What to do>
Copy the lines below verbatim, but only from the line containing "For each instance of the man's hand, place" through the end of the data.

(Records of labeled points)
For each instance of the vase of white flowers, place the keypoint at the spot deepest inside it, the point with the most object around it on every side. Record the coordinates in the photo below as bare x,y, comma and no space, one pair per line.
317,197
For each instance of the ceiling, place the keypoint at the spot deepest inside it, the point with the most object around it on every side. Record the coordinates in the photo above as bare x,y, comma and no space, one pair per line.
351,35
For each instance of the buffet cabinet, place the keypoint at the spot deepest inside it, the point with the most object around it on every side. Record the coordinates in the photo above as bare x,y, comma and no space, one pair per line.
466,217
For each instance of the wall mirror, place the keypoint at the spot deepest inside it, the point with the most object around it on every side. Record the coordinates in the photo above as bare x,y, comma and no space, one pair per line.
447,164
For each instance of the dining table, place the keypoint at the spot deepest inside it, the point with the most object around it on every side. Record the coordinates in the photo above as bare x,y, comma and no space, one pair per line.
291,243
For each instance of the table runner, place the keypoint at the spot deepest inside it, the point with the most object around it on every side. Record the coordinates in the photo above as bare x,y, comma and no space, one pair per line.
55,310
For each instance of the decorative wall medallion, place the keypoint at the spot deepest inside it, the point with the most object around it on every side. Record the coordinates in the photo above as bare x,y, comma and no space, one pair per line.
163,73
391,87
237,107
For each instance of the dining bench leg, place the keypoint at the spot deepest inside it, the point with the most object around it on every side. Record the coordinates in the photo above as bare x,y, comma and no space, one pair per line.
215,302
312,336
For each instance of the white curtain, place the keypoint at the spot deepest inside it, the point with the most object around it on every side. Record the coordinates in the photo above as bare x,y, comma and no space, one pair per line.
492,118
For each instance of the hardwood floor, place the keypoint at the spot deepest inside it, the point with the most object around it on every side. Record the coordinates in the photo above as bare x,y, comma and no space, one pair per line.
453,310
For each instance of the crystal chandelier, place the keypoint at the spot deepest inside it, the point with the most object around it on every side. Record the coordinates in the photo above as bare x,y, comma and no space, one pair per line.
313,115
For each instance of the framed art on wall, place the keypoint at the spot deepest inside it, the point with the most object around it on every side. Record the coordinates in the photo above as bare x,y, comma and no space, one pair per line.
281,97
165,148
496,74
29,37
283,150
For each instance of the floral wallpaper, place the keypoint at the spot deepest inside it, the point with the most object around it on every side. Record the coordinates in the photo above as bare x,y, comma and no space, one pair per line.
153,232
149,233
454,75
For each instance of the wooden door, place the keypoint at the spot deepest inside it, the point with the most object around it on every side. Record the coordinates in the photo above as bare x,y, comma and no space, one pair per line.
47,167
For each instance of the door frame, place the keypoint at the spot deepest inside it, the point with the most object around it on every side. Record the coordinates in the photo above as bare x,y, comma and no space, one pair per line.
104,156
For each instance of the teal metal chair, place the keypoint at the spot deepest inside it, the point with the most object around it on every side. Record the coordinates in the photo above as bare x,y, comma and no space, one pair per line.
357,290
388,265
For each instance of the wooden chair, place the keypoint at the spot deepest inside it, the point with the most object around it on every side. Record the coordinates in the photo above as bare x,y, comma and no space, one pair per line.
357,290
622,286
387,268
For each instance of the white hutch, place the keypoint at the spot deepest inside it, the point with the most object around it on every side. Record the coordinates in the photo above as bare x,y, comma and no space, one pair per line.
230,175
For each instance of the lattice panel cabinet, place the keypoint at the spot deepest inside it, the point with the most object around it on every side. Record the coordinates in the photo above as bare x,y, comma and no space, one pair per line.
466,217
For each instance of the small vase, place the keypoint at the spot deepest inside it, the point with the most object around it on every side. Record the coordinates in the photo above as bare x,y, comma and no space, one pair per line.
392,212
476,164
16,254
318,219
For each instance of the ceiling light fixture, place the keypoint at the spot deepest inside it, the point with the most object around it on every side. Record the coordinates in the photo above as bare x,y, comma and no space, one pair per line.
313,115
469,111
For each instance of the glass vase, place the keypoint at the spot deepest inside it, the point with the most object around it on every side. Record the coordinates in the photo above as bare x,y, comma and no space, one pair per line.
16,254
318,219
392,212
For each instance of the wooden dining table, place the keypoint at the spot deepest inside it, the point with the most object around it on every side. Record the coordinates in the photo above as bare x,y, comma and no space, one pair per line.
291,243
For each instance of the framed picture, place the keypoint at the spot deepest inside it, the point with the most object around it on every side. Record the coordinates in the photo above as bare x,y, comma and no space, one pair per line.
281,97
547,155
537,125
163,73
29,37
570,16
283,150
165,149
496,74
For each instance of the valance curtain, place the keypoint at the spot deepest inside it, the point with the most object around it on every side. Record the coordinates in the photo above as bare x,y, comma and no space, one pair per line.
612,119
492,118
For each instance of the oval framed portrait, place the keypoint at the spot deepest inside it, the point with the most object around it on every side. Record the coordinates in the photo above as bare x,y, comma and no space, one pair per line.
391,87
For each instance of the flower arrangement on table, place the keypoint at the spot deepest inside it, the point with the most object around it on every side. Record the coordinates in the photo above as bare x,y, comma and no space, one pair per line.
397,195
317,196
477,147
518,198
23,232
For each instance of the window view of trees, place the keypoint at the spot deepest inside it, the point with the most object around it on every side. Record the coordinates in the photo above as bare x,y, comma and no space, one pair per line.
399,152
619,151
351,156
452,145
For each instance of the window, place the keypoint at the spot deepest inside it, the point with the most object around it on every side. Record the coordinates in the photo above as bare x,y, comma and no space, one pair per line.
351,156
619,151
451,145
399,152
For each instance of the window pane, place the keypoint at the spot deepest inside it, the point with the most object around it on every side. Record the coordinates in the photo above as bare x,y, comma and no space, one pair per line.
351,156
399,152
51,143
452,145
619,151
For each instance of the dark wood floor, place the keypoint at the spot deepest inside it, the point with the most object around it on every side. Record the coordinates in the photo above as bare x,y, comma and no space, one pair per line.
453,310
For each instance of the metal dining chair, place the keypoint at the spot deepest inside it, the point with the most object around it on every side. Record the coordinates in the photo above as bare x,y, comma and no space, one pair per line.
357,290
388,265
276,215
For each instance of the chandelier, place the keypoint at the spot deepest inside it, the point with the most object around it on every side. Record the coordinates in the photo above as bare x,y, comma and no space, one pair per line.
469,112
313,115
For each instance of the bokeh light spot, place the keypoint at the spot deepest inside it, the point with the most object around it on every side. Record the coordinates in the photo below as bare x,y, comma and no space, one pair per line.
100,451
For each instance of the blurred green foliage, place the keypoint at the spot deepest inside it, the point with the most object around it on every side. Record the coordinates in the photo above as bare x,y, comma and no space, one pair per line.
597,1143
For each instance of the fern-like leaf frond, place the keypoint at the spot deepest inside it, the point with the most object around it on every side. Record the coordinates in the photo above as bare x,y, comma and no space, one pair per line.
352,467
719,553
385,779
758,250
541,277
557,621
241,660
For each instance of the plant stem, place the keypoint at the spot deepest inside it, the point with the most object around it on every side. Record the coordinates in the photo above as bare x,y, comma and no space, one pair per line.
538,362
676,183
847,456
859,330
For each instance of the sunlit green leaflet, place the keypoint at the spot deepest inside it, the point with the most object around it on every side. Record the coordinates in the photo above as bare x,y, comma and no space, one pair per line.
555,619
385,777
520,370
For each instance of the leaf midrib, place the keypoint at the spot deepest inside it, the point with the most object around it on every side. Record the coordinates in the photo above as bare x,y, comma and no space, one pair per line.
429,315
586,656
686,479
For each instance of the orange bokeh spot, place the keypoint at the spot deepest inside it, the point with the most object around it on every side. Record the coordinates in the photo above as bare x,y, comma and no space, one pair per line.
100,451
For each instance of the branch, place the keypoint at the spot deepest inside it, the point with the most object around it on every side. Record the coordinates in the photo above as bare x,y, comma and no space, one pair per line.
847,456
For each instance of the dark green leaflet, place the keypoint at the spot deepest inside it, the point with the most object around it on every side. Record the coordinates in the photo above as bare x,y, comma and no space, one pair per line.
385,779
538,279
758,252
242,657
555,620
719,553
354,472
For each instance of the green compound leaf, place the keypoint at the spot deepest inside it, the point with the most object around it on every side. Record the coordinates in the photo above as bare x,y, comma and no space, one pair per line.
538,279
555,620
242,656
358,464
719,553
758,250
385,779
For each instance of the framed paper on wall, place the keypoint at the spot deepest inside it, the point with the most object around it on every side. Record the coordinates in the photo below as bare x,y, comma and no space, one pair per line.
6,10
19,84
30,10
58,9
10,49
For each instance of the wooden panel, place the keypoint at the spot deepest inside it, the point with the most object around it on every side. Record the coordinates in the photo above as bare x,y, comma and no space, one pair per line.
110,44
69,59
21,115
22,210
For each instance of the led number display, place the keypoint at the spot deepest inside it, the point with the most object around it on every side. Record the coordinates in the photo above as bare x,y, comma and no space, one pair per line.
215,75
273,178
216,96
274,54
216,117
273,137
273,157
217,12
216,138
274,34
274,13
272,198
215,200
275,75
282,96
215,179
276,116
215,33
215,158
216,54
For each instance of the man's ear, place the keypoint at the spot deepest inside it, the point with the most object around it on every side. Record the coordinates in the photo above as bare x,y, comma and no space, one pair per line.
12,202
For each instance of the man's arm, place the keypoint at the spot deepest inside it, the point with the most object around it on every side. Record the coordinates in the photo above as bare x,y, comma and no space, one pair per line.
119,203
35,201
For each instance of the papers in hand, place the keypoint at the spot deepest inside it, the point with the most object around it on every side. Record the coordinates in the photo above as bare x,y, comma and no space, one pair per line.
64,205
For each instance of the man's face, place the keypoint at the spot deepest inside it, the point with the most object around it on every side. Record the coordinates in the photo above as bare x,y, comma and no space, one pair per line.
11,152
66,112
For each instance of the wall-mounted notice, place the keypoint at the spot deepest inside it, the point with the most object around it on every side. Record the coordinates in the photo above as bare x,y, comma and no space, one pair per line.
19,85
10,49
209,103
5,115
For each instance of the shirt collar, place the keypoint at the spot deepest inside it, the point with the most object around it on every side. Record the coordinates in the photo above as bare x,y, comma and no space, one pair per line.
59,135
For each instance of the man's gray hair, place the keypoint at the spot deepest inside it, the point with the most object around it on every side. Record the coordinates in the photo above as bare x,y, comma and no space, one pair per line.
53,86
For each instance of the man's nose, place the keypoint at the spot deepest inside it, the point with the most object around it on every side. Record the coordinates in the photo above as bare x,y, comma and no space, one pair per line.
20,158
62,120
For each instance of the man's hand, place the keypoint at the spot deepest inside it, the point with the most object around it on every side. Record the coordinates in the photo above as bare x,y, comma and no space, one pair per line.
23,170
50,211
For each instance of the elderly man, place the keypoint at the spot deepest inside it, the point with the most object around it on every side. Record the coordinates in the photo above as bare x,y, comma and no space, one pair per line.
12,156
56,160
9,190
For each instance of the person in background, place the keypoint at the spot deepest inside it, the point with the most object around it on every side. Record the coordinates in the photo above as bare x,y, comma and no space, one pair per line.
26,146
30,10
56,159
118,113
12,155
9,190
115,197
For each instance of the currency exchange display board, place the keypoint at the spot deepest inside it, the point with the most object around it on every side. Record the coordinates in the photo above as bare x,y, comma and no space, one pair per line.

Task response>
For each instance of the man's hand, place the keypoint at the spot deepest inside it, the point with the most object around it on every side. Record the coordinates in the photo above as bare x,y, comma and no space, one pair per line.
23,170
50,211
For each instance of the elderly man, place the keypoint at the spot deepest inside it, the point with the most object around it on every side. Record the coordinates in the photo above as bare x,y, comma and no space, one pair per line.
12,156
56,160
9,190
For each instance of the person in background, place the keypoint at the spot deepest inside it, the point with the most object around it on every side. Record the coordinates in the photo above as bare x,y, comma and no space, one pair per line.
26,146
30,10
56,159
118,113
12,155
9,190
115,197
For each instance of the currency exchange display board, place the keypoint at the spot deepest inside it, the point with the most object around it on every side. Record the coordinates in the photo above as bare x,y, comma and no space, one pair per line.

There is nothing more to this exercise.